Saturday, August 8, 2009

Wiring your house for Ethernet

Everyone is doing the wireless thing these days.

I have decided to wire my house with CAT 6 Ethernet and ditch the poorly performing WiFi network I have now. The main reason is because I am having problems getting a stable connection with the second building I have a wireless bridge configured to. It works most of the time, but it is on the fringe of useful signal strength.

CAT6 cable is cheap, so I decided to go that route. While working through the process I have learned a few things that I want to share.


Need to run Ethernet cable outside? No problem.

I don't do this all the time, so I wasn't sure what was available in the way of cabling. It turns out that flooded, direct burial, CAT-6 cable is available on E-Bay for a reasonable price. I found 200ft for about $50.

I bought standard issue UTP CAT6 to wire inside the house. (E-Bay, again)

Other things you'll need to wire up your house:

Keystone jacks (CAT6 "approved" for gigabit speeds) and wall plates. These can be bought in all sorts of configurations.

Patch panel - These are relatively cheap but highly recommended. It gives you something easy to terminate all of your wiring from your wall jacks to in a central location and allows for easy cable diagnostics to that point.

Keystone punch down tool - Cheap, and any geek should have one. You can punch the wires down without one, but do it right. You'll thank me later.

- PROVIDED DATA -
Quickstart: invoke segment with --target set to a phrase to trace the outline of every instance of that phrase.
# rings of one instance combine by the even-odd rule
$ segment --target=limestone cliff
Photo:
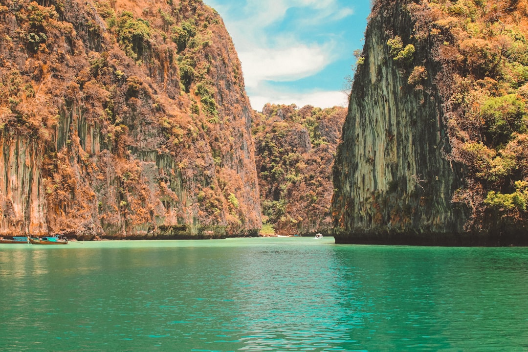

- PROBLEM DETAILS -
Could you continue the blog post on wiring a house for Ethernet, starting right after its last sentence?

- RESPONSE -
Crimping tool for Ethernet connectors - Must have to install connectors on the ends of your cabling. E-Bay or your local electronics retailer should suffice.

Cable tester - Self explanatory. Not required but highly recommended if you value your sanity.

CAT6 connectors - Buy more than you need. You'll likely mess up a connection or two as you get the hang of using the crimper. They're cheap.

Gigabit switch - Cheap and widely available. Run patch cables from the patch panel to the router.

Router - Does not have to be gigabit necessarily since you will only be using this for IP address assignment and routing to the Internet. Your ISP will be your bottleneck, not the 100mbps router.

You could combine the router and switch and just use a router, but I find it easier to have a separate switch. A high quality switch will rarely need to be power cycled. Everyone knows that most consumer grade broadband routers have issues at times.

That way you can stash the switch in an out of the way place near the patch panel and run a single cable from the switch to the router that connects you to the Internet.

All devices on the switch will communicate with each other via the switch at gigabit speeds and Internet traffic will find its way through your router.

I'm still working on physically wiring my house. I'll update this post with pictures as I complete the project.